Ile Maurice: Un agenda économique qui s'impose avant le feuilleton électoral

Il est étonnamment paradoxal qu'au moment où le pays célèbre ses 55 ans d'Indépendance, des questions se posent sérieusement sur l'indépendance de ses institutions phares, celles qui consolident la vie démocratique du pays, agissant souvent comme un rempart contre les dérives pouvoiristes.

Ces derniers jours, on a assisté à une escalade verbale contre le bureau du Directeur des poursuites publiques (DPP) et la magistrature. Certains parleront carrément d'attaques frontales où l'effet déclencheur reste la libération conditionnelle de Bruneau Laurette soupçonné de trafic de drogue. Indépendamment des raisons avancées par les uns et les autres pour justifier l'artillerie lourde contre l'activiste social, il est difficile de ne pas admettre que la finalité de tout ce remue-ménage relève d'un postulat que certains observateurs ont déjà compris. Soit le positionnement de Bruneau Laurette comme adversaire de taille face à l'alliance gouvernementale, celui qui a pu cristalliser la colère d'une population médusée par le drame écologique du Wakashio en une marée humaine, un 29 août 2020.

◆ BLOC DE DONNÉES
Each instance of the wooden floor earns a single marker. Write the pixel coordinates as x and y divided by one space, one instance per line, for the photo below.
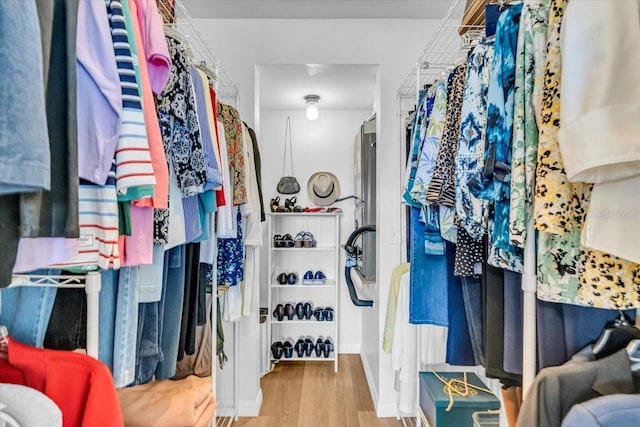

◆ CONSIGNES ET EXIGENCES
Reproduisez mot pour mot le passage de l'article sur l'île Maurice qui va de « Il est étonnamment » à « les dérives pouvoiristes. », ces deux bornes comprises.

◆ CORRIGÉ COMPLET
Il est étonnamment paradoxal qu'au moment où le pays célèbre ses 55 ans d'Indépendance, des questions se posent sérieusement sur l'indépendance de ses institutions phares, celles qui consolident la vie démocratique du pays, agissant souvent comme un rempart contre les dérives pouvoiristes.